(Extracted records)
____

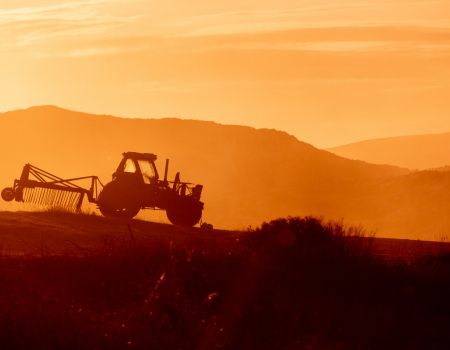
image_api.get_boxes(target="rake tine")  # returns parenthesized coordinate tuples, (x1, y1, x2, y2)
(69, 192, 74, 210)
(56, 190, 63, 208)
(48, 189, 54, 206)
(30, 188, 36, 204)
(35, 188, 40, 204)
(36, 189, 41, 204)
(29, 188, 36, 204)
(64, 192, 69, 208)
(71, 193, 77, 210)
(51, 189, 57, 207)
(53, 190, 59, 207)
(66, 192, 72, 210)
(52, 189, 57, 207)
(61, 191, 67, 209)
(69, 193, 75, 210)
(72, 193, 77, 211)
(63, 192, 70, 209)
(51, 190, 55, 206)
(67, 192, 73, 210)
(60, 191, 66, 208)
(71, 193, 78, 211)
(65, 192, 70, 209)
(45, 189, 50, 206)
(61, 192, 67, 209)
(59, 191, 66, 208)
(33, 188, 39, 204)
(41, 188, 46, 205)
(38, 188, 45, 205)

____

> Required work
Retype all the entries exactly; drop the pictures.

> Answer to the exercise
image_api.get_boxes(target="rake tine")  # returns parenthesized coordinate tuples, (x1, y1, x2, y2)
(69, 192, 74, 210)
(56, 190, 63, 208)
(48, 189, 54, 206)
(30, 188, 36, 204)
(35, 188, 40, 204)
(36, 189, 41, 204)
(29, 188, 36, 204)
(64, 192, 69, 208)
(71, 193, 77, 210)
(51, 189, 57, 207)
(53, 190, 59, 207)
(66, 192, 72, 210)
(52, 189, 57, 207)
(61, 191, 67, 209)
(69, 193, 75, 210)
(72, 193, 77, 211)
(63, 192, 70, 209)
(51, 190, 55, 206)
(67, 192, 73, 210)
(60, 191, 66, 208)
(71, 193, 78, 211)
(65, 192, 70, 209)
(45, 189, 50, 206)
(61, 192, 67, 209)
(59, 191, 66, 208)
(33, 188, 39, 204)
(41, 188, 46, 205)
(38, 188, 45, 205)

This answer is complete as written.